* [INPUT RECORDS]
-*-

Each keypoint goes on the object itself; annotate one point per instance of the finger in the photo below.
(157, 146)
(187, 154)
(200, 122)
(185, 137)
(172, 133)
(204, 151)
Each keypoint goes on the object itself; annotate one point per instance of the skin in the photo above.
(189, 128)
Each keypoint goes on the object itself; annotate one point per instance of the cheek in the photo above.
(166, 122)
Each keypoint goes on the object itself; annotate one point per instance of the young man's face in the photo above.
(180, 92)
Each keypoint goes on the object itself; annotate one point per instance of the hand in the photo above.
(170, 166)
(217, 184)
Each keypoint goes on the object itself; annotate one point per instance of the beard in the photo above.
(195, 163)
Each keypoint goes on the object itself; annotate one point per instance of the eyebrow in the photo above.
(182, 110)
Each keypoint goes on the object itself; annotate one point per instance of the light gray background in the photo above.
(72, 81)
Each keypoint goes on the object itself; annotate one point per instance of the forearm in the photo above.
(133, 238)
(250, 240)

-*-

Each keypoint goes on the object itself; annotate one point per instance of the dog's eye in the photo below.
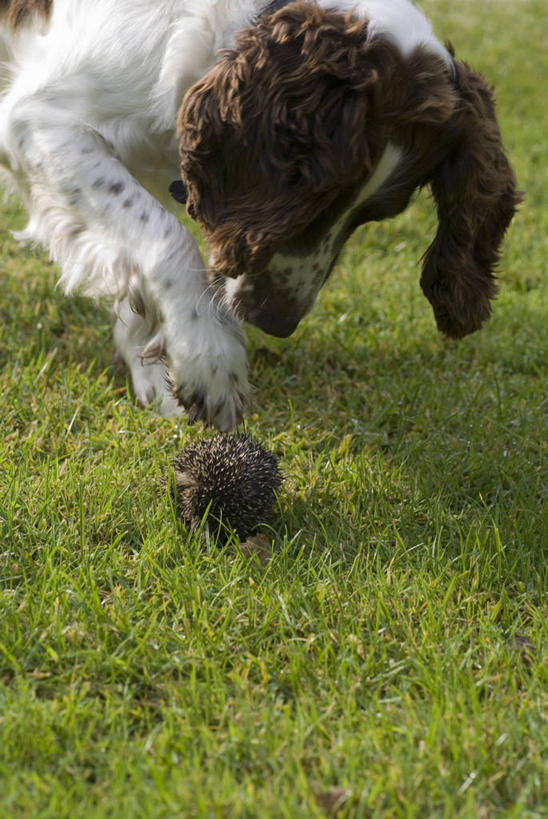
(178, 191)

-*-

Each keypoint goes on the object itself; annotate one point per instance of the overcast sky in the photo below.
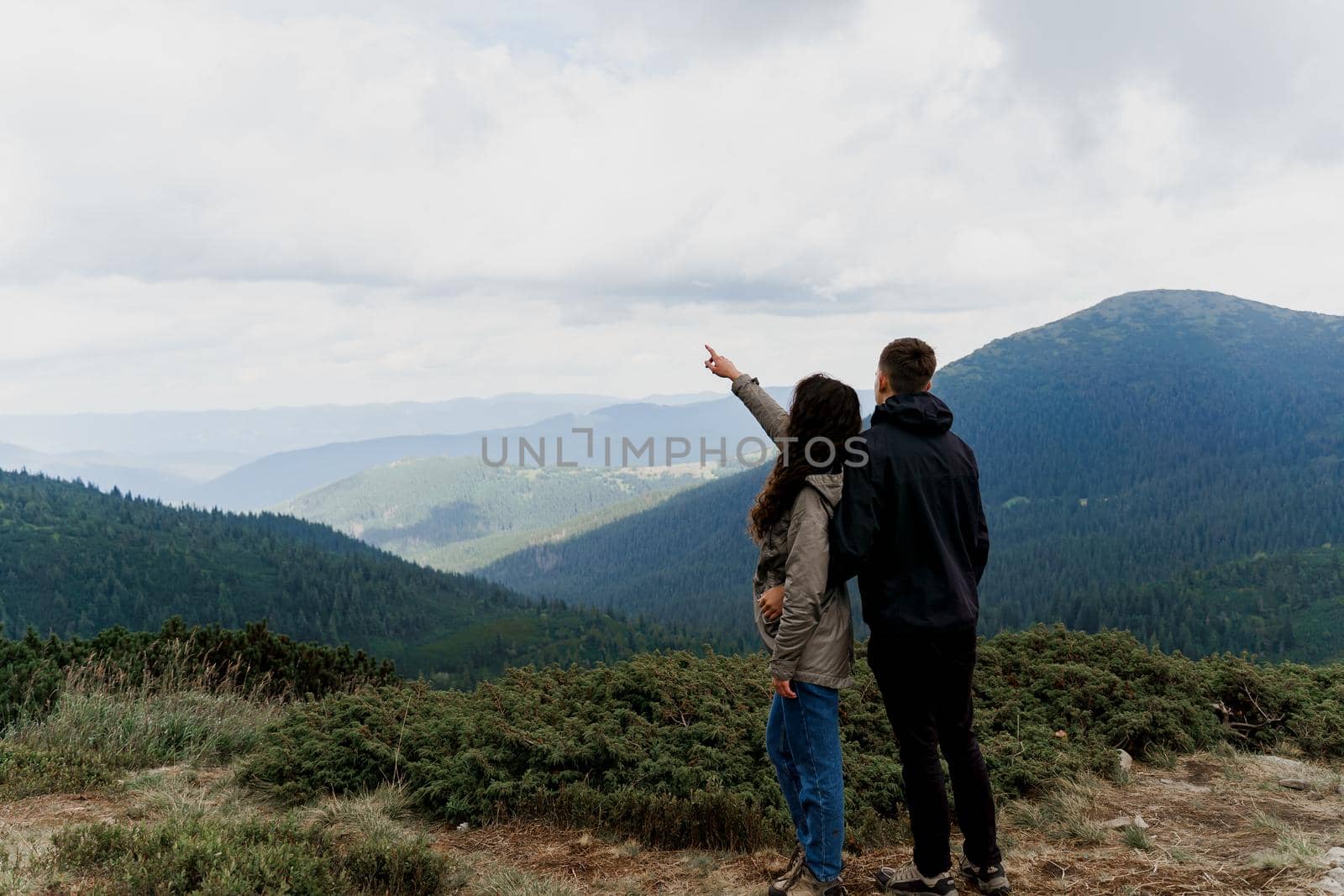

-*-

* [TASK DESCRIPTION]
In the items above, how many lines contain the word "below" when uppercase and lowercase are treated as different? Reply with the number alone.

* [THE OUTPUT]
3